**Task statement:**
Which lines in the entries below contain the string "photo"? Report each of those lines in full.

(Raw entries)
━━━━━━━━
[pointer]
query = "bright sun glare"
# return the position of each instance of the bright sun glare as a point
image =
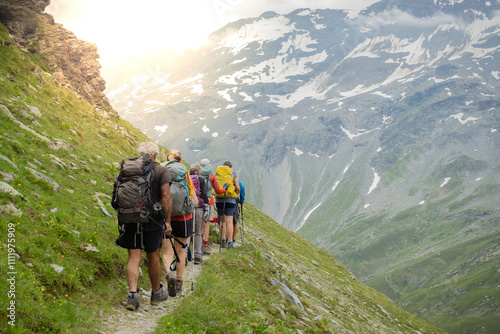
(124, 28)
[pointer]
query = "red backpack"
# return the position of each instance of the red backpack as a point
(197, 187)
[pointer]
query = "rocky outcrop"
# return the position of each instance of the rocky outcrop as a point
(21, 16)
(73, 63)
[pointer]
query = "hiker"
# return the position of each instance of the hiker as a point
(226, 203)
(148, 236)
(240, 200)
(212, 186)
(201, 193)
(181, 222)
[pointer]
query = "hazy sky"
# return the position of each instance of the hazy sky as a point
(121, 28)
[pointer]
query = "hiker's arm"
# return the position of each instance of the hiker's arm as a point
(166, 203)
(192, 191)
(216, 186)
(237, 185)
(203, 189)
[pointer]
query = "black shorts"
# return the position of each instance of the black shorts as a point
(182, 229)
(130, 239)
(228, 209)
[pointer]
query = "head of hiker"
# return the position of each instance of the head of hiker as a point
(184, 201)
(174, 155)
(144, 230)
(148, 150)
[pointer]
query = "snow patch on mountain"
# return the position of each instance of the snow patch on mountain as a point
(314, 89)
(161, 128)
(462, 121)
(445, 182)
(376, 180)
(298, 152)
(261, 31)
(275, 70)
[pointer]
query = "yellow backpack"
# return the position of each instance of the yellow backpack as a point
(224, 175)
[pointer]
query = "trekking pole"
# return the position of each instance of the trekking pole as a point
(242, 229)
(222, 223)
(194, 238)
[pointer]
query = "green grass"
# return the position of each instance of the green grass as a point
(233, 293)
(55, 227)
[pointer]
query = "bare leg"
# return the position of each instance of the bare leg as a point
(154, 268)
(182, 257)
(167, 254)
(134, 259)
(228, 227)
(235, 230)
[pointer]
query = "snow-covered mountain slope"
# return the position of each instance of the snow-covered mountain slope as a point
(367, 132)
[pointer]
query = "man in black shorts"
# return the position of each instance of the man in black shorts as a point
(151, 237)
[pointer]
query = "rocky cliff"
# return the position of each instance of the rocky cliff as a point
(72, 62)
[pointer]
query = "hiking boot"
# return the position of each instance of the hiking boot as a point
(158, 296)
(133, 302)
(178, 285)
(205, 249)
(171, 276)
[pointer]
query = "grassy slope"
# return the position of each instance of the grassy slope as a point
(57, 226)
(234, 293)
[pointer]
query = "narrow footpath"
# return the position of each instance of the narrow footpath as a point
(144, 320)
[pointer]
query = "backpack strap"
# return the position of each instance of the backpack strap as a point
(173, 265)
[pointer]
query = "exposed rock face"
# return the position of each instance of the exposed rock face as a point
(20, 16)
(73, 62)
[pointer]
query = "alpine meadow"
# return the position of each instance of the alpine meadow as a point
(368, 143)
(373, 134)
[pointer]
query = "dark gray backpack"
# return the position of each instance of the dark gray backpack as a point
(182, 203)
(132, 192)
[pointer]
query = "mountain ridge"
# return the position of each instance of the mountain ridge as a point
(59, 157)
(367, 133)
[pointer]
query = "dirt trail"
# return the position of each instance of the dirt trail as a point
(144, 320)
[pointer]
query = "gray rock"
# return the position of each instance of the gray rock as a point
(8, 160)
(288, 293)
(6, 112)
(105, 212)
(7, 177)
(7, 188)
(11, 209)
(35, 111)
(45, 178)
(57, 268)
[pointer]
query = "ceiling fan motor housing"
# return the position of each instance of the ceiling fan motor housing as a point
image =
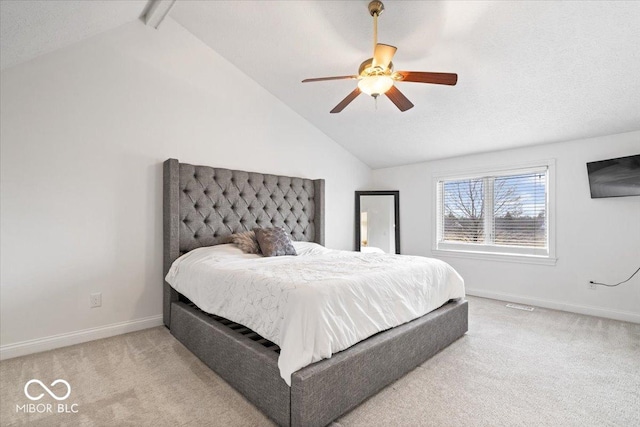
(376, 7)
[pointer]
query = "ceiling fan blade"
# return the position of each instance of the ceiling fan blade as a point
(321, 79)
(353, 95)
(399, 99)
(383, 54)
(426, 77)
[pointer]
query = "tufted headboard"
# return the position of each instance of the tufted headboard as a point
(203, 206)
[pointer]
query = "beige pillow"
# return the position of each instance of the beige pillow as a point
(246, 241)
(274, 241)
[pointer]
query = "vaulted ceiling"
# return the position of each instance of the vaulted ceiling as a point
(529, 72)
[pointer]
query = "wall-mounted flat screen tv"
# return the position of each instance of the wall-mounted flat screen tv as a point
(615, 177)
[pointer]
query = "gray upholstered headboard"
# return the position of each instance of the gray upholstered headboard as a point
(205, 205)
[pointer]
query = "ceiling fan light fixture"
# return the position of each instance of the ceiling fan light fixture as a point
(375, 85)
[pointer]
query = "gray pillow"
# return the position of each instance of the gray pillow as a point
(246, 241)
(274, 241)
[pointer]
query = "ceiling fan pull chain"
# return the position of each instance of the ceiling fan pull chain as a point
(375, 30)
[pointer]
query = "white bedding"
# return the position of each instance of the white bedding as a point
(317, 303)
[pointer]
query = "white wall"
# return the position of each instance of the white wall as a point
━━━━━━━━
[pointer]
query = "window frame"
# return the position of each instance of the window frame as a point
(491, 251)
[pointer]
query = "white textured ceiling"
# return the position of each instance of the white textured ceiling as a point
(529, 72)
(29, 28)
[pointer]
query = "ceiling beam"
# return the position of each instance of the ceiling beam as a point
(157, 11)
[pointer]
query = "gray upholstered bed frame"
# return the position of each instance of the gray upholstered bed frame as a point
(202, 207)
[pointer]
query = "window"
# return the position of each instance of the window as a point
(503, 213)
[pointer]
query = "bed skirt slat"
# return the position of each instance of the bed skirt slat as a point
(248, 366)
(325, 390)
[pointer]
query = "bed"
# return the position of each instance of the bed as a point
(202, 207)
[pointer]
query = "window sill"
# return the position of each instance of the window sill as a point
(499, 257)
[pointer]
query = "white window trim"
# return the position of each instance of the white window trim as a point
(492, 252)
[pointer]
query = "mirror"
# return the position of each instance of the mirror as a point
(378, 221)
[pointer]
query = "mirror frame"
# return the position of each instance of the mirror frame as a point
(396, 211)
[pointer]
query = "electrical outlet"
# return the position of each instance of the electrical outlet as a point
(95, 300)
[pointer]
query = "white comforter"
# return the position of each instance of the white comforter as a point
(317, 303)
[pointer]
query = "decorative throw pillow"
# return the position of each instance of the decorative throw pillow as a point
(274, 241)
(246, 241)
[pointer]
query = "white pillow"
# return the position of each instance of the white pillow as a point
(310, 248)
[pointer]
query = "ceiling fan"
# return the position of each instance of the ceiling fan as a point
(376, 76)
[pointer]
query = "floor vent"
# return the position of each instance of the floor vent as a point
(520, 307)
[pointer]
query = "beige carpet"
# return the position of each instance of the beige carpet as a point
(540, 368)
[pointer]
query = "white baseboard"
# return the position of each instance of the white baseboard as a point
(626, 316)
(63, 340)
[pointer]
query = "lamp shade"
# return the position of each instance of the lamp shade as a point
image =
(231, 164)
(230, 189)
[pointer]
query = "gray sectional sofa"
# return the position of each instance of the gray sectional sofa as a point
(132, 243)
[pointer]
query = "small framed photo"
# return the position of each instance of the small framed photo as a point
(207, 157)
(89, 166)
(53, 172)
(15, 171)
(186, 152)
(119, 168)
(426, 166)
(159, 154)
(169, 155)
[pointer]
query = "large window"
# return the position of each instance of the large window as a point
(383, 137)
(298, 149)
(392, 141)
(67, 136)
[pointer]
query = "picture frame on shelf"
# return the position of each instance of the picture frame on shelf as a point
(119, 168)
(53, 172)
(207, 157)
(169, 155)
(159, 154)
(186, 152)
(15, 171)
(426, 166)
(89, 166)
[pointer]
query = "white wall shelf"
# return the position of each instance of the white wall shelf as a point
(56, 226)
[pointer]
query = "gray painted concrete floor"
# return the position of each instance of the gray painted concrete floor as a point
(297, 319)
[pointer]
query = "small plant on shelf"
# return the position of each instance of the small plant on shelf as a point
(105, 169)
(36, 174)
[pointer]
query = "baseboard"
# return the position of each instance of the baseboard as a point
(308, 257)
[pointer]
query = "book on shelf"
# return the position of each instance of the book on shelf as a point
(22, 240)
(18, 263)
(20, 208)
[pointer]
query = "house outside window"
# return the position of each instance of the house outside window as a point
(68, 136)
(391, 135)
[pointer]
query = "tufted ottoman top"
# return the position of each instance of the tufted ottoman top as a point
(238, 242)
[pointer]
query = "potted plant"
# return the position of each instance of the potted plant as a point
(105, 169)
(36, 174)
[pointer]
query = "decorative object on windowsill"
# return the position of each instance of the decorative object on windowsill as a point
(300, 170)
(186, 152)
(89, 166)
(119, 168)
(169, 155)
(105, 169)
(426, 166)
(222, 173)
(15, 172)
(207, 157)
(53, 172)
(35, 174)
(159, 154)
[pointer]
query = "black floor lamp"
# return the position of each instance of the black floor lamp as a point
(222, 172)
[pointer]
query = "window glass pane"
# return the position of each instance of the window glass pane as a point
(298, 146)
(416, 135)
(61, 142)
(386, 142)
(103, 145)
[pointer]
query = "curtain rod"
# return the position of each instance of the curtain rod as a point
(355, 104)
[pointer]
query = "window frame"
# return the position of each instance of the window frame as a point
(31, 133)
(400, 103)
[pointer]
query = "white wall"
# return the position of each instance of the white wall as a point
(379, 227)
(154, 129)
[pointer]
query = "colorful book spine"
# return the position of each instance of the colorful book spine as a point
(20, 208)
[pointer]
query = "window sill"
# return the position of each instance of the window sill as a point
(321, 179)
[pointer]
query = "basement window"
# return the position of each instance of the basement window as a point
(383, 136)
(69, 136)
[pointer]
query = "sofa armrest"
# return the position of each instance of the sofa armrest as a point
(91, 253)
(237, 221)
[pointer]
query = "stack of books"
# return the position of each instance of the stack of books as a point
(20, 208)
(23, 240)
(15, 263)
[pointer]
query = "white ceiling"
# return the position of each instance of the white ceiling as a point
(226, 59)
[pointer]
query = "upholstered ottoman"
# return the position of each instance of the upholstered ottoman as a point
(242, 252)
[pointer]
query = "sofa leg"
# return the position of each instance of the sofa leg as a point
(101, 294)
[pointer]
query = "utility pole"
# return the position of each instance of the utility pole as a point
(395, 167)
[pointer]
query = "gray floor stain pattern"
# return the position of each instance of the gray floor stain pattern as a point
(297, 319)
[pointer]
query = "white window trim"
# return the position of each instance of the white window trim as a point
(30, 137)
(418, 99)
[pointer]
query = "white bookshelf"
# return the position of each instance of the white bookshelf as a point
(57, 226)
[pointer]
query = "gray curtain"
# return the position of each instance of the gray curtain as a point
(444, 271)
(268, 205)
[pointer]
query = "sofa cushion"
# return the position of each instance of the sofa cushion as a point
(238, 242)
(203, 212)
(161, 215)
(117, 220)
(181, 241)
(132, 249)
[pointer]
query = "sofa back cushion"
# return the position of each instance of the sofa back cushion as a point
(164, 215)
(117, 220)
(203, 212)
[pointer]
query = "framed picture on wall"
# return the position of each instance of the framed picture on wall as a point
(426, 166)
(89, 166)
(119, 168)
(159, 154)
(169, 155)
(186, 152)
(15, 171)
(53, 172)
━━━━━━━━
**Task solution:**
query = "small framed photo"
# return the position of each instance of the small framed photo as a point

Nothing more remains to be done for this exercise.